• [Problem details] The entries below contain pictures. Retype everything except those pictures, exactly as given.

• [Source material]

────

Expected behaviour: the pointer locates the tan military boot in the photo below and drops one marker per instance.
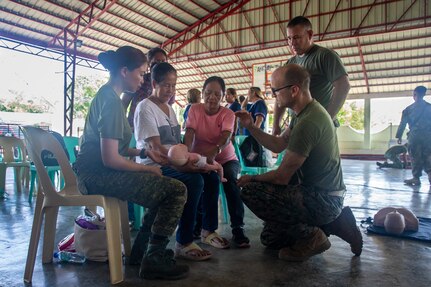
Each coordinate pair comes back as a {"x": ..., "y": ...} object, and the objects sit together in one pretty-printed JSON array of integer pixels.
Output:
[
  {"x": 304, "y": 248},
  {"x": 344, "y": 226}
]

────

• [Solution for this problem]
Expected behaviour: the pointer locates the tan military boot in the photo below and drops one marker per instance.
Each coordinate pair comes back as a {"x": ..., "y": ...} object, and the objects sit together in one pretty-printed JSON array of integer pixels.
Output:
[
  {"x": 304, "y": 248},
  {"x": 344, "y": 226}
]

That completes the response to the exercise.